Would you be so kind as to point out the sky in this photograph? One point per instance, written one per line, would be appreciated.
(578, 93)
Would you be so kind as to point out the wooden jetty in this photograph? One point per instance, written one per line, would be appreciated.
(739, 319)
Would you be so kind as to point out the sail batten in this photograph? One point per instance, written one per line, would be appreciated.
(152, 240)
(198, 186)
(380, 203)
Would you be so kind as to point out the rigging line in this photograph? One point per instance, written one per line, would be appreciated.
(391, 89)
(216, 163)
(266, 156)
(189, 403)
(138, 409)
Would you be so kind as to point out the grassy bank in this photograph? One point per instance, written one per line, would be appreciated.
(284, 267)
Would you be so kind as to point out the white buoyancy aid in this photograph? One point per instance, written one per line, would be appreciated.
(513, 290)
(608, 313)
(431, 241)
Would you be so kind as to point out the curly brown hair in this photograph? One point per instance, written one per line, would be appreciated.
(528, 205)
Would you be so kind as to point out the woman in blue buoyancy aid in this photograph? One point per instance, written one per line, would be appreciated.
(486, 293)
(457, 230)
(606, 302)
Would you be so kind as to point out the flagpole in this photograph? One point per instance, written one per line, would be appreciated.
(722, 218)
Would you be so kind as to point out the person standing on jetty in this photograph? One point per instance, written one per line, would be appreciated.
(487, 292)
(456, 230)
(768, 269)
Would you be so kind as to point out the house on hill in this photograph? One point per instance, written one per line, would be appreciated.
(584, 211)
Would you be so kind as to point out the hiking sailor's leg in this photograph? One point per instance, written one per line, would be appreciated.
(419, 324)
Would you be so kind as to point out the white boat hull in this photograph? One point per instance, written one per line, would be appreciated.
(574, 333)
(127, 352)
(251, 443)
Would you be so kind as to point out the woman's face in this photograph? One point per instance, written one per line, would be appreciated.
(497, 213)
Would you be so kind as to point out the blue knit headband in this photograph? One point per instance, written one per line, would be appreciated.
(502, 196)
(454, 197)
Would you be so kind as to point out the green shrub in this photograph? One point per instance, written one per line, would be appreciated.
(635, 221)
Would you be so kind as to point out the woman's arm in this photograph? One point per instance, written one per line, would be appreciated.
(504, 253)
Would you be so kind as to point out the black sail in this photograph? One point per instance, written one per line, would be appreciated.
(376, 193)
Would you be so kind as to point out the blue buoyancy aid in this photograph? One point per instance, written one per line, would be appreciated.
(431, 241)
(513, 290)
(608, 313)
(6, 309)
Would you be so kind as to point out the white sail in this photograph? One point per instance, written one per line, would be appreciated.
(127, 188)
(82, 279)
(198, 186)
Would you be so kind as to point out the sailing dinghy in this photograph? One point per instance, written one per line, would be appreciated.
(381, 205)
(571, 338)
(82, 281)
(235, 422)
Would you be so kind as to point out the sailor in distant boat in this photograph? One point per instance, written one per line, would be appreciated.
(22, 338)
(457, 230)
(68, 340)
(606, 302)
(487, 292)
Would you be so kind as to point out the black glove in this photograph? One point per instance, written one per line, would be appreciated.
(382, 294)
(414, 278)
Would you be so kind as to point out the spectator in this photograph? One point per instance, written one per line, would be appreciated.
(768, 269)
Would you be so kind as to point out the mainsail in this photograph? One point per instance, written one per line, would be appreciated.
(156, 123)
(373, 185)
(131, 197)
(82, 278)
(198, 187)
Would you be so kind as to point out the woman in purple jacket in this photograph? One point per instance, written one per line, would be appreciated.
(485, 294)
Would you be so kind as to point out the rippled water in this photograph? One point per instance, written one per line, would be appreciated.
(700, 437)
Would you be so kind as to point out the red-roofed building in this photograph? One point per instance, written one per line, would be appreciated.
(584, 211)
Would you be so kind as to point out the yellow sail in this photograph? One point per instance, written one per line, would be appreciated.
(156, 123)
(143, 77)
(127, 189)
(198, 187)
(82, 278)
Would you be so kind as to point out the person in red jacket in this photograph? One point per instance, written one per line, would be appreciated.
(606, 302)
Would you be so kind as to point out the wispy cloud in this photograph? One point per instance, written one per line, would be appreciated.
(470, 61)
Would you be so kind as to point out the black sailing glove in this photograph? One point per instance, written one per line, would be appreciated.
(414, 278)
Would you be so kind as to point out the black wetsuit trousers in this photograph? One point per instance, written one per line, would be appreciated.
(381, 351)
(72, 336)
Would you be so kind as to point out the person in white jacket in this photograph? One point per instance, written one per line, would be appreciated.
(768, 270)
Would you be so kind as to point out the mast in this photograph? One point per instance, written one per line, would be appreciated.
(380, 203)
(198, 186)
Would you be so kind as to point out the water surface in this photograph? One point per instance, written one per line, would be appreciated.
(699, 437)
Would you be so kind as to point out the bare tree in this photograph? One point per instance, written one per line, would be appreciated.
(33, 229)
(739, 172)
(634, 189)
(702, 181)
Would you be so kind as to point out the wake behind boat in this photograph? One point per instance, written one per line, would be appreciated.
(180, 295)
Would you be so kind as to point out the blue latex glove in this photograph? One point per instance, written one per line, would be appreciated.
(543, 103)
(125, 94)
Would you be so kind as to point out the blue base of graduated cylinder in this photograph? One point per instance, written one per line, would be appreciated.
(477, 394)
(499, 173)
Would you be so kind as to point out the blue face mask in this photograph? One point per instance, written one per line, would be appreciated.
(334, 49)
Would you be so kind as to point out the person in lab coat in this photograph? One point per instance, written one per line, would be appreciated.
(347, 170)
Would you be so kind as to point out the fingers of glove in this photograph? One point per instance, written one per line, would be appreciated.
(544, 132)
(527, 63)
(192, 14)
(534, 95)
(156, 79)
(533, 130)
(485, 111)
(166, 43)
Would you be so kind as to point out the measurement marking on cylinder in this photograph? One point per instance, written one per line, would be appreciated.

****************************************

EXERCISE =>
Format the data as a JSON list of strings, one string per line with blank lines omitted, beginning at the line containing "the blue base" and continuing through the end of the data.

COMPLETE RESPONSE =>
[
  "Would you be so kind as to point out the blue base of graduated cylinder in this photograph? One point per instance, written one per line, would be appreciated.",
  "(477, 394)",
  "(499, 173)",
  "Would you be so kind as to point out the blue face mask in this photograph? One point per instance, written one per line, would be appreciated.",
  "(334, 49)",
  "Would you be so kind as to point out the person in lab coat in this photograph? One point per instance, written one per line, would be appreciated.",
  "(347, 170)",
  "Would you be so kind as to point out the fingers of glove in this photograph? One point per instance, written one per line, would be appreciated.",
  "(544, 132)",
  "(527, 63)",
  "(192, 14)",
  "(534, 95)",
  "(156, 79)",
  "(533, 130)",
  "(485, 111)",
  "(166, 43)",
  "Would you be so kind as to point out the measurement marking on cylinder in this photograph? One point per instance, written one per line, would be appreciated."
]